▶ [EXCERPTED PASSAGE]:
## start

Soundtrack album by Vishal Khurana
- Released: 5 February 2016
- Recorded: 2015–2016
- Genre: Feature film soundtrack
- Length: 14:13
- Language: Hindi
- Label: T-Series
- Producer: Atul Kasbekar

Vishal Khurana chronology
|  | Neerja (2016) | Jolly LLB 2 (2017) |

Singles from Neerja
- "Jeete Hain Chal" Released: 1 February 2016;

= Neerja (soundtrack) =

Neerja is the soundtrack album to the 2016 film of the same name directed by Ram Madhvani. The album featured four songs composed by Vishal Khurana K with lyrics written by Prasoon Joshi. The soundtrack was preceded by the single "Jeete Hain Chal", released on 1 February, and the album was released through T-Series on 5 February. The soundtrack was positively received by critics.

== Development ==
The soundtrack and score were composed by Vishal Khurana K, with lyrics written by Prasoon Joshi. Khurana, who had composed jingles for advertisements directed by Madhvani, had recalled that the latter had offered him to score for the film, and asked to know more about the life of Neerja Bhanot; when he read the script for the film, he found it fascinating and completely inspired by the story. According to Khurana K, "The brief given to me was that the music should be a part of the film and go with i [sic] tone—simple and straight from the heart."

## end

▶ [PARTS OF THE EXERCISE]:
**1)** Using the article on the Neerja soundtrack, answer these:
(a) Which label released the album?
(b) Who wrote the lyrics?
(c) What had Khurana composed for advertisements directed by Madhvani?
**2)** Say whether each statement agrees with the article on the Neerja soundtrack, quoting the words that decide it:
(a) The single "Jeete Hain Chal" came out after the album.
(b) The album has four songs.
(c) Critics gave the soundtrack a negative reception.

▶ [ENTRIES SHOWN]:
## start

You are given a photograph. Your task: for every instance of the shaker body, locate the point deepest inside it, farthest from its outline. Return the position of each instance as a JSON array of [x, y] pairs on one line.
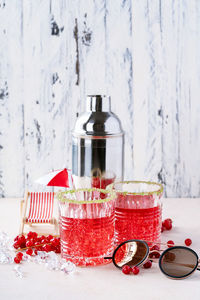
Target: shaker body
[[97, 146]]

## end
## start

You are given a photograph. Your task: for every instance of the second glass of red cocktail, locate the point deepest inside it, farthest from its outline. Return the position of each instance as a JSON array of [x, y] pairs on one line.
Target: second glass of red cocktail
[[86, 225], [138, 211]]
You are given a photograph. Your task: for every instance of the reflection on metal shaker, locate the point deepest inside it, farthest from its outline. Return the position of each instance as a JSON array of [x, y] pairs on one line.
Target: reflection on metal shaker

## end

▶ [TASK-BY-TASK OUTPUTS]:
**1)**
(a) T-Series
(b) Prasoon Joshi
(c) Jingles

**2)**
(a) No: "The soundtrack was preceded by the single"
(b) Yes: "The album featured four songs"
(c) No: "The soundtrack was positively received by critics."